- EXCERPTED PASSAGE -
** START **

Streaming Data Analytics with Amazon MSK

Updated on Jul 02, 2024

In the era of big data, the ability to analyze streaming data in real-time is essential for gaining timely insights and making data-driven decisions. Amazon Managed Streaming for Apache Kafka (MSK) is a powerful solution for this purpose. This article guides you through setting up Amazon MSK, ingesting data from Twitter, and analyzing it using Apache Flink.

Setting Up Amazon MSK

First of all, we will create our MSK cluster configuration. Click on the Cluster configurations link.

Click on the Create cluster configuration button.

Add a name for our configuration & set the Configuration properties. Next click on the Create button.

auto.create.topics.enable=true
default.replication.factor=3
min.insync.replicas=2
num.io.threads=8
num.network.threads=5
num.partitions=1
num.replica.fetchers=2
replica.lag.time.max.ms=30000
socket.receive.buffer.bytes=102400
socket.request.max.bytes=104857600
socket.send.buffer.bytes=102400
unclean.leader.election.enable=true
zookeeper.session.timeout.ms=18000

Next click on the Clusters link, and then click on the Create cluster button.

** END **

- SHORT EXERCISE 1 -
Quote the Amazon MSK article from "Updated on Jul" up to and including "Cluster configurations link.".
- SHORT EXERCISE 2 -
Pick up the Amazon MSK setup article where it stops and keep writing it.

- SUPPLIED INFORMATION -

** START **

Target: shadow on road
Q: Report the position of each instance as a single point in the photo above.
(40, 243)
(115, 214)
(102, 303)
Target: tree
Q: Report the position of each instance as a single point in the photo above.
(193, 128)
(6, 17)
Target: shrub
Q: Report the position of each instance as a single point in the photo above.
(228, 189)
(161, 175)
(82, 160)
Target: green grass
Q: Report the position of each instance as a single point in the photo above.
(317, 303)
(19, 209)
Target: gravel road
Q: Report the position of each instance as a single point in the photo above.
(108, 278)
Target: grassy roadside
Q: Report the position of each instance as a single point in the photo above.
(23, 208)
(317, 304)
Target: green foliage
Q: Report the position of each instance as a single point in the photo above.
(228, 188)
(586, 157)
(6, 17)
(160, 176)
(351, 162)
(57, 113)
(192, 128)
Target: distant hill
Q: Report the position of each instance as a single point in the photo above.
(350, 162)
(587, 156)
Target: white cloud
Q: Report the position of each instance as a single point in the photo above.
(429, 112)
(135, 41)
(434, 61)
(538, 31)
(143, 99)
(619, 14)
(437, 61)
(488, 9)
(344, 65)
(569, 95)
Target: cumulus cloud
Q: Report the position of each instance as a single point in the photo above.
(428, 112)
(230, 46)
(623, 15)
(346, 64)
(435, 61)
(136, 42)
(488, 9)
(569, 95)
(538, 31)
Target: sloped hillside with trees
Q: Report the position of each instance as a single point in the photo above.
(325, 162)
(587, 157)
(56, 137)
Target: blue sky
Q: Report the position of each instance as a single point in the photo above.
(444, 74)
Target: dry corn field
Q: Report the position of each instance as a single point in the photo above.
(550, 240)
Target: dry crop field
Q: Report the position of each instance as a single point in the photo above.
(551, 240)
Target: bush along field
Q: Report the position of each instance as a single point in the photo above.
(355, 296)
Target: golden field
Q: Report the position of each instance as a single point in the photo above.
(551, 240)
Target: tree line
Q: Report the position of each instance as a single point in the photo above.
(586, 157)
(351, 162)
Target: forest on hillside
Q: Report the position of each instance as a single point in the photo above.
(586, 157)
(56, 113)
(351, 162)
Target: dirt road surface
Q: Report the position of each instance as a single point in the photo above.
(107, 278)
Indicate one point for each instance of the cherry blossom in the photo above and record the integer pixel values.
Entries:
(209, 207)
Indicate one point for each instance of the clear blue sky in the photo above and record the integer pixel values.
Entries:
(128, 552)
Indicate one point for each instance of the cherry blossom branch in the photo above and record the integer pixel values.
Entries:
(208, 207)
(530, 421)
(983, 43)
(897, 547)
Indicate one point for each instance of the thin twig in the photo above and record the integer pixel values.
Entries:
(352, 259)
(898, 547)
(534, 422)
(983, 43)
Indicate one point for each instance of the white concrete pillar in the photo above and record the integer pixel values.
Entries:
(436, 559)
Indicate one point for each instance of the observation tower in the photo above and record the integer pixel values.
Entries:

** END **

- TASK RESULT 1 -
Updated on Jul 02, 2024

In the era of big data, the ability to analyze streaming data in real-time is essential for gaining timely insights and making data-driven decisions. Amazon Managed Streaming for Apache Kafka (MSK) is a powerful solution for this purpose. This article guides you through setting up Amazon MSK, ingesting data from Twitter, and analyzing it using Apache Flink.

Setting Up Amazon MSK

First of all, we will create our MSK cluster configuration. Click on the Cluster configurations link.

- TASK RESULT 2 -
Select the Custom create method. Next add a name for the MSK Cluster & choose the Apache Kafka version from the dropdown list.

Under the Configuration, select the MSK Cluster configuration we created earlier from the dropdown list.

Next select the VPC & Subnets to deploy the MSK cluster.

Select the appropriate Subnets to deploy the Kafka Brokers.

Next select a Security Group. Choose Broker Instance type & Number of Brokers per Zone.

Select the Broker Storage size.

MSK Cluster allows multiple access control methods. Let's choose unauthenticated access as well as IAM role-based authentication.

Choose Plaintext as the encryption in transit method for MSK Cluster. Use encryption of data in rest using AWS managed key.

Choose Basic monitoring for our MSK Cluster.

Finally add Tags for management & click on the Create cluster button.

Wait until the Amazon MSK Cluster is ready.

Ingesting Data from Twitter

Set up an EC2 instance to read tweets from Twitter streams and write them to an MSK topic.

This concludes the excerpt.